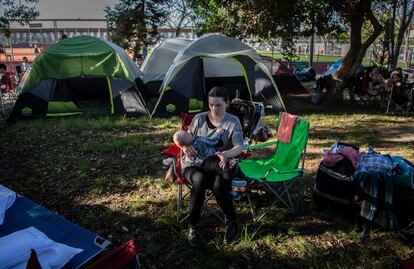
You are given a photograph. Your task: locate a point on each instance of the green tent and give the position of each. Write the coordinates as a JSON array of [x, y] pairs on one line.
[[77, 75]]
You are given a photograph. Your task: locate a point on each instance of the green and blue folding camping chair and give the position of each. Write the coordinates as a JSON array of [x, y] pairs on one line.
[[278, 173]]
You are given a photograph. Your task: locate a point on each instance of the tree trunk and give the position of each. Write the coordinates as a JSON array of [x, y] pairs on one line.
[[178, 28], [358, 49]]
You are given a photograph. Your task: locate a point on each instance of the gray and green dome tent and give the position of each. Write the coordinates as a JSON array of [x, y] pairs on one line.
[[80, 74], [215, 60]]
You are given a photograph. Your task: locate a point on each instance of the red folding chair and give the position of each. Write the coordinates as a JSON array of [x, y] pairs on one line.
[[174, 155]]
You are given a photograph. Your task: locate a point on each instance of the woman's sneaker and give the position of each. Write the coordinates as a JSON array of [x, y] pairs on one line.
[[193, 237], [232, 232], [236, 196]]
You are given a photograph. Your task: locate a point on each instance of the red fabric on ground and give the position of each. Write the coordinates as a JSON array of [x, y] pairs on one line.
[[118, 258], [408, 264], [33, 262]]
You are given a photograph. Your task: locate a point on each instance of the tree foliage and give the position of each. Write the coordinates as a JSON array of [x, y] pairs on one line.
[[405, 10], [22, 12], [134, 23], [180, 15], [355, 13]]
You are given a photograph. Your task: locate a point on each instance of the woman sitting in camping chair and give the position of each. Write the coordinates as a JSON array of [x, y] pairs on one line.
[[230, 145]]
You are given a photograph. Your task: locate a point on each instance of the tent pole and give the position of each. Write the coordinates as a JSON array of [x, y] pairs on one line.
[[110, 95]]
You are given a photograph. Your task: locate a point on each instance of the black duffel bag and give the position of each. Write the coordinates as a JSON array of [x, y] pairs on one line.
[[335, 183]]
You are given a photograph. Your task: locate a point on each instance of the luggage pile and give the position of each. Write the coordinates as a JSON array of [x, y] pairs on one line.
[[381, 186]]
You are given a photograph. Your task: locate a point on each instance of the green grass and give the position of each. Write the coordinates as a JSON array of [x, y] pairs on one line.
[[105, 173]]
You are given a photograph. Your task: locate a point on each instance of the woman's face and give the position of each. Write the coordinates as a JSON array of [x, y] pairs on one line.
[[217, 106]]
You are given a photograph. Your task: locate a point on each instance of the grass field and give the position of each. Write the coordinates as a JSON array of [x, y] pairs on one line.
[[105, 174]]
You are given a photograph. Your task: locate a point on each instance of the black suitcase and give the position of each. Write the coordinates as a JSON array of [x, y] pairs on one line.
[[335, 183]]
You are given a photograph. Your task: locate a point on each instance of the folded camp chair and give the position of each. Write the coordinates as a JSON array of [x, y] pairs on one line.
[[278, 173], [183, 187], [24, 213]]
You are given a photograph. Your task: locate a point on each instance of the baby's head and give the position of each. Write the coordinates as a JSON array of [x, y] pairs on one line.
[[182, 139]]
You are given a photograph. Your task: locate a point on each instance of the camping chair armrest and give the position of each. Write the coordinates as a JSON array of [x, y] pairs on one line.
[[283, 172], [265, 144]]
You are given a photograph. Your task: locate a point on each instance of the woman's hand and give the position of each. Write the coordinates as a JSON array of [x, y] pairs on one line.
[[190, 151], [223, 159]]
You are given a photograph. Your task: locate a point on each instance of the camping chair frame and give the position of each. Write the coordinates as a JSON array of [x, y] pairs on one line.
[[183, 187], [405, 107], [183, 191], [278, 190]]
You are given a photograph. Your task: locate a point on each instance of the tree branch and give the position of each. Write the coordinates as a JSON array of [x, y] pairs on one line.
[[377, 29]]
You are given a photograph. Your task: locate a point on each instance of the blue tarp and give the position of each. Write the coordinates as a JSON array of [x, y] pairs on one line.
━━━━
— Instructions to follow —
Send back the data above word for word, with the pictures left out.

— Exercise output —
You are given a photograph. Your task: locate a point on each instance of the green tent and give the position of each. Write the coordinates as a JSON array of [x, y] pairs on one line.
[[77, 75]]
You are given a photograph. Your task: locate a point on each instance of the green and blue folding camping chair and give the position of each. Write the coordinates as a JSON array of [x, y] pairs on one line.
[[278, 173]]
You are given a photograph. Your task: locate a point on each instance of the tree trunk and give the position of each. Write the coordinates as a JSON array of [x, y] pairs on one line.
[[178, 28], [358, 49]]
You are given a photograph. Your task: locate a point on each instance of the gray and green dome tent and give the position of each. Write the coordinates as a JSON array of [x, y] pairs on one line.
[[80, 74], [215, 60]]
You are given a photograph. Your task: locate a point on each instance of the red folding chair and give the position of each. Write the coordinates as a JSON array of [x, y] pairs on one line.
[[174, 155]]
You are given a photograph. Your task: locate a point on each instance of the woman's sneaker and give the position of each. Write the coordinates as a JSON array of [x, y] pairs on one line.
[[193, 237], [232, 232], [236, 196]]
You are given a photograph. Your task: locate a point on each instance of the red fabric on ground and give the position of each. Write the coordinates as a JSON array of [x, y] pairs on one line.
[[118, 258], [408, 264], [33, 262]]
You are given a photograph. Your task: locate a point on each instance of the tree foliage and give the position of each. Write the coordinates as a JSON array of [x, y] pairs on one line.
[[405, 10], [22, 12], [134, 23], [180, 15], [355, 13]]
You are given a photograph. Your task: locate a point on each instance of the woman sitting in camping chair and give the position of each. Write the coordinates as a JSON array of [x, y] pairs on one line.
[[230, 145]]
You are given a photograph. Your task: locate a point on each instance of the tent pole and give the position of each. Write the coordinates as a JSON array of [x, y] pairs on one line.
[[110, 95]]
You are given a photograph. Your task: locate a point on each instance of the black duffel bag and give the position of each. Write the coordinates as a JSON array of [x, y] pairs on one line.
[[335, 183]]
You are given a photograph. Your task: locate a point on each instance of the luggage pile and give the position of each. Write the coordinates as a JSON array of [x, y] pairs on one line.
[[381, 186]]
You are given a photograph. Your task: locate a point on each instance of the green grass and give the position of each. Write the coordinates as a JSON array of [x, y] pairs on one line.
[[105, 173]]
You are given a photograph. Your task: locate a point on each instance of the woman's face and give the position of each. Write the coordinates as a JSON array of [x, y] pairs on one line.
[[217, 106]]
You are given a photograph. Your task: locate a point on each instance of the grass field and give the position of each. Write the coordinates as a JSON array of [x, y] pairs on one line.
[[105, 174]]
You are given a photograph. Your task: locate a point on each instance of the black suitcase and give the position of each. Write the coordinates as a JSON array of [x, y] pairs on one line.
[[335, 183]]
You are given a photograph. Your task: locate a point on each instance of the folded camp chair and give the position of each. Write the coordinates as a JSON array of [x, y] pairs on one line.
[[278, 173], [183, 187], [24, 213]]
You are given a photograph. Your task: locate a point on each instance of the baby's head and give the position of each. Write the coordinates as a JSON array of [x, y] pairs on one line.
[[182, 139]]
You are given a photograph. Your task: locate a point on each instance of the camping chair armrest and give the position of each. Write the coordinates as a JSON array of [x, y] pairs on one line.
[[283, 172], [265, 144]]
You are given a photograph. Your task: locate a point on each instance of the woman's hand and give the position of each. Write the coordinates as a JSON array of [x, y] pairs on one line.
[[190, 151], [223, 159]]
You are given a photograph. Your task: locate a point on each instance of the camping chair frame and give the position of each. Write the coordinates as a JSON array of [x, y] pairs on one line.
[[183, 187], [405, 107], [183, 191], [278, 190]]
You are given a photograph. Your task: locate a point on each instance of the tree branch and give the position of each. Write the coordinates as a JSON array of [x, y] pairs on one line.
[[377, 29]]
You are given a photograph. Your task: locate a point on each instance of the blue tarp and give the position of each. Write the coordinates as a JSON array of [x, y] pairs on one line.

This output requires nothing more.